Portrait of the Artist as an Old Man

This is the last poem in my new book, Whispers in the Galleries.  I wrote it while in Antigua this past January.   It was originally published in Miller’s Pond Poetry.

Picasso on the Beach
“The purpose of art is washing the dust
of daily life off our souls.” — Pablo Picasso

Looking up from his sketch book,
the octogenarian sprawled on the chaise
sees the twenty-something couple
standing hip-deep in the quiet bay.
His right eye rocketed away hours ago,
docking quickly on her long limbs,
flat chest, exquisite Madonna face.
Now his left eye lifts off — she surrounds
her lover’s neck with her arms,
his mouth with hers. He hoists her up.
With lips still clamped, she scissors his waist.

Consumed by fire, the old man will not paint
yet another portrait of the artist in flames.
He burns too brightly, his brush too thick.
He extracts himself painfully from the chaise,
walks to the water, slowly, coolly wades in.
He’s retrieved his eyes from her body
even before he nears the two-into-one.
Passing them, he plunges into the deep,
swims forty strokes, emerges chastened.
Back on his lounge on the beach,
Picasso draws fertile conclusions.



Out with the Old, In with the Relatively New

Finished two novels this past week you should know about.

The old: E.L. Doctorow’s Andrew’s Brain.  It’s basically an interior monologue playing off the mind/brain relationship and relating the story of yet another brilliant protagonist who went to The Bronx High School of Science (Doctorow never seems to tire of flouting that).  The older hero falls in love with a student, they have a child, she dies, he leaves the child with his ex-wife.

This effort is way below classic Doctorow — The March, Homer & Langley, World’s Fair.  In my workshop at OLLI/Stony Brook on Modern Masters of the American Novel, we ranked City of God with the other superior Doctorow.

The relatively new: Helen Oyeyemi’s Boy, Snow, Bird.  I hadn’t read any of her previous novels.  This one has interesting twists and turns, but of course it is the characterization that counts. She takes a chance and has the novel narrated by two different women, mother and daughter.

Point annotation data
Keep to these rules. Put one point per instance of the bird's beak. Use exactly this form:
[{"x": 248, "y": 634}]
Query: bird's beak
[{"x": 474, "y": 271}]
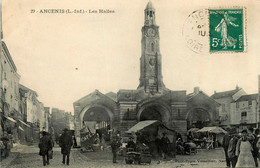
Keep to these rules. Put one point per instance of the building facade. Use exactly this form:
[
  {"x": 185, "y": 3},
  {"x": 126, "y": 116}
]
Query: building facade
[
  {"x": 225, "y": 99},
  {"x": 59, "y": 121},
  {"x": 150, "y": 101},
  {"x": 9, "y": 93},
  {"x": 202, "y": 110},
  {"x": 244, "y": 112}
]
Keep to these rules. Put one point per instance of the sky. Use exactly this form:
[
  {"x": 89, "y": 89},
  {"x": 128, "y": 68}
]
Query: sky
[{"x": 64, "y": 57}]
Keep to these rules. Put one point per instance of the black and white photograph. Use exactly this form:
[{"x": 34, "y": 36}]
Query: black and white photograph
[{"x": 140, "y": 83}]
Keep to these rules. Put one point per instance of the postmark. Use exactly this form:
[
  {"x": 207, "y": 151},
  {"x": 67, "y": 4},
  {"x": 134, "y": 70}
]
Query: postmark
[
  {"x": 215, "y": 30},
  {"x": 196, "y": 31},
  {"x": 226, "y": 30}
]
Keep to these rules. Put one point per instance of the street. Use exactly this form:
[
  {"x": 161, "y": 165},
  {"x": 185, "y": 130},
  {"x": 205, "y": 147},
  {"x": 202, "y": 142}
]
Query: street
[{"x": 27, "y": 156}]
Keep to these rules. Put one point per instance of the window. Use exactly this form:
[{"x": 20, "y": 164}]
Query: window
[
  {"x": 152, "y": 47},
  {"x": 223, "y": 107},
  {"x": 179, "y": 113},
  {"x": 244, "y": 114},
  {"x": 237, "y": 104}
]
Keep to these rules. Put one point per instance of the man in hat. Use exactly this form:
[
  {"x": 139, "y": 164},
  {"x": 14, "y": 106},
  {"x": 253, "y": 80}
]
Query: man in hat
[
  {"x": 255, "y": 151},
  {"x": 164, "y": 142},
  {"x": 45, "y": 145},
  {"x": 232, "y": 147},
  {"x": 131, "y": 143},
  {"x": 65, "y": 144}
]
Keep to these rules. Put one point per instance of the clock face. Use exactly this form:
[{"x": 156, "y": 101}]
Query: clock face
[{"x": 151, "y": 32}]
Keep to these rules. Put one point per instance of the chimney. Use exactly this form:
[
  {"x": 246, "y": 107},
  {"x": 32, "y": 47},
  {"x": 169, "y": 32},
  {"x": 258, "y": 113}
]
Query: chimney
[
  {"x": 196, "y": 90},
  {"x": 237, "y": 88},
  {"x": 259, "y": 86}
]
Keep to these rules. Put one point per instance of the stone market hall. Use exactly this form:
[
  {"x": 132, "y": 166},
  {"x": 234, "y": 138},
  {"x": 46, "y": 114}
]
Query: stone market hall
[{"x": 150, "y": 101}]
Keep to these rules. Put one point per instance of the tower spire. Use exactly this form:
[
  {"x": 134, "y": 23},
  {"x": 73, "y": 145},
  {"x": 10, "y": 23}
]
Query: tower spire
[
  {"x": 151, "y": 73},
  {"x": 149, "y": 14}
]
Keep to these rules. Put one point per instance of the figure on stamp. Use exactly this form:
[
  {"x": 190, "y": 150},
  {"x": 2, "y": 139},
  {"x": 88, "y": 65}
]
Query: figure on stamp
[{"x": 222, "y": 27}]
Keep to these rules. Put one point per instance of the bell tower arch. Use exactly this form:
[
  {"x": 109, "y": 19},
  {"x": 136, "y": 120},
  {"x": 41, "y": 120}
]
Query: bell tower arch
[{"x": 150, "y": 61}]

Written task 1:
According to the blog post, where did the author write the poem "Picasso on the Beach"?
Written task 2:
Retype the entries from the line containing "of the chimney." through the last line of the entries, with both of those lines included.

Final answer 1:
In Antigua, this past January.

Final answer 2:
Keep to these rules. Put one point per instance of the chimney. Use exactly this form:
[
  {"x": 246, "y": 107},
  {"x": 32, "y": 47},
  {"x": 169, "y": 32},
  {"x": 258, "y": 113}
]
Query: chimney
[
  {"x": 196, "y": 90},
  {"x": 237, "y": 88},
  {"x": 259, "y": 86}
]
Keep to these rules. Put one point per instance of the stone market hall. Use exactly this form:
[
  {"x": 132, "y": 166},
  {"x": 234, "y": 138},
  {"x": 46, "y": 114}
]
Query: stone market hall
[{"x": 150, "y": 101}]
Keep to these rules. Put one point per instance of the tower spire. Use exactly this form:
[
  {"x": 134, "y": 23},
  {"x": 73, "y": 145},
  {"x": 10, "y": 23}
]
Query: tower spire
[
  {"x": 151, "y": 73},
  {"x": 149, "y": 14}
]
Keep to these rules. Put one point per instance of the figure on stamp. Use exactly this form:
[
  {"x": 190, "y": 150},
  {"x": 2, "y": 139},
  {"x": 88, "y": 65}
]
Query: figure on stamp
[{"x": 222, "y": 27}]
Keep to these rules. Put one point per instance of the bell tower arch. Use exactly this form:
[
  {"x": 109, "y": 19},
  {"x": 136, "y": 120},
  {"x": 41, "y": 120}
]
Query: bell tower arch
[{"x": 150, "y": 61}]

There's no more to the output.